▶ **Exercise inputs**:
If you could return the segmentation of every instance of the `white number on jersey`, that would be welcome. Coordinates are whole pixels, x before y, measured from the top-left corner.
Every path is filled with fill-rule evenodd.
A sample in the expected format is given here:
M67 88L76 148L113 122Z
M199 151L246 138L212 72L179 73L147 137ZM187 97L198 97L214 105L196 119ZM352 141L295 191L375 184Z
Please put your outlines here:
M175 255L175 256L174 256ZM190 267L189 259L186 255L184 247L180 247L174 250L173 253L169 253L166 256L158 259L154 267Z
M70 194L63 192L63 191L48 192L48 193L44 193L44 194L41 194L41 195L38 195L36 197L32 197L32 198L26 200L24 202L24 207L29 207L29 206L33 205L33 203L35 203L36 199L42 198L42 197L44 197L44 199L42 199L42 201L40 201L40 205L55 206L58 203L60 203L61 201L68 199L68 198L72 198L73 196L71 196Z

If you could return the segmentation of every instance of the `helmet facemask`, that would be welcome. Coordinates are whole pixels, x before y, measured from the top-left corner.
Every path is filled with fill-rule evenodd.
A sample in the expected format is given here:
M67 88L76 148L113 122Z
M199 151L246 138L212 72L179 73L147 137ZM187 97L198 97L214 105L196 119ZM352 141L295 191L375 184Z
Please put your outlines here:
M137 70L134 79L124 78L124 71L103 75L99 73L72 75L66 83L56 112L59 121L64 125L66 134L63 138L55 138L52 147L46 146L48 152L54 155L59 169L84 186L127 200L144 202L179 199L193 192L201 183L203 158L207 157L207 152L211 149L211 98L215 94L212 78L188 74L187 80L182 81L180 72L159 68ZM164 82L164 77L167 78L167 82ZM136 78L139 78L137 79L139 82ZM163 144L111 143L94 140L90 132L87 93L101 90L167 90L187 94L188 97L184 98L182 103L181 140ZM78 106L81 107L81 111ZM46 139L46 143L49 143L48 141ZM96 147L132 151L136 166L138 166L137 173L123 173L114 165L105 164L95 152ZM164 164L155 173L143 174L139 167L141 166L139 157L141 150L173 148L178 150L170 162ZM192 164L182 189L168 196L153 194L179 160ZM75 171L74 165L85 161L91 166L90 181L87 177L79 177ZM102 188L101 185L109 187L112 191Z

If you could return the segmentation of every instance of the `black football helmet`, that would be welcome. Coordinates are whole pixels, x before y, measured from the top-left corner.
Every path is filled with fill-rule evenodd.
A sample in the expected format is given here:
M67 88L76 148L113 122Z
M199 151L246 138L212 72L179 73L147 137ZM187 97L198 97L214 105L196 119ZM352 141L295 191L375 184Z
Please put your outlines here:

▶ **Your task**:
Reproduce all the data exactly. Include every line.

▶ **Result below**:
If you could return the segmentation of every instance of the `white number on jersey`, that would be welcome. Coordinates are whole pixels, x before y, measured from the top-left corner.
Every path is filled with fill-rule evenodd.
A sample in the expected format is given here:
M67 88L76 148L113 122Z
M199 151L246 138L212 72L179 73L147 137ZM187 97L198 97L214 105L196 119ZM352 141L295 191L375 184Z
Please put your outlines here:
M175 255L175 256L174 256ZM190 267L189 259L186 255L184 247L180 247L174 250L173 253L169 253L166 256L158 259L154 267Z
M70 194L63 192L63 191L48 192L48 193L44 193L44 194L41 194L41 195L38 195L36 197L32 197L32 198L26 200L24 202L24 207L29 207L29 206L33 205L33 203L35 203L36 199L42 198L42 197L44 197L44 199L42 199L42 201L40 201L40 205L55 206L58 203L60 203L61 201L68 199L68 198L72 198L73 196L71 196Z

If you could return the segmentation of every instance of the `helmet facemask`, that would be welcome. Coordinates are whole pixels, x before y, measured from the top-left corner.
Every path is filled with fill-rule evenodd.
A sample in the expected format is given here:
M67 88L76 148L113 122Z
M199 151L246 138L212 72L179 73L147 137ZM187 97L198 97L214 105L196 119ZM352 141L295 191L375 184Z
Please put your outlines here:
M137 70L134 79L124 78L124 71L103 75L99 73L72 75L66 83L56 112L59 121L64 125L66 134L63 138L55 138L52 147L46 146L48 152L54 155L59 169L84 186L127 200L144 202L179 199L193 192L201 183L203 158L207 157L207 152L211 149L211 98L215 94L212 78L188 74L187 80L182 81L180 72L159 68ZM164 82L164 77L167 78L167 82ZM136 78L139 78L137 79L139 82ZM163 144L111 143L94 140L90 132L87 93L101 90L167 90L187 94L188 97L184 98L182 103L181 140ZM78 106L81 107L81 111ZM46 139L46 143L49 143L48 141ZM96 147L132 151L136 166L138 166L137 173L123 173L114 165L105 164L95 152ZM164 164L155 173L143 174L139 167L141 166L139 157L141 150L173 148L178 150L170 162ZM192 164L182 189L168 196L153 194L179 160ZM75 171L74 165L85 161L91 166L90 181L87 177L79 177ZM102 188L101 185L109 187L112 191Z

If you could return the segmentation of every instance of the `black football helmet`, that would be welcome. Coordinates are whole pixels, x before y, measured from the top-left corner.
Every path is filled with fill-rule evenodd.
A sample in the expected format is given here:
M67 88L76 148L113 122Z
M199 151L246 138L212 72L179 73L147 137ZM187 97L198 97L214 105L196 119ZM352 141L295 191L375 184Z
Please put your outlines here:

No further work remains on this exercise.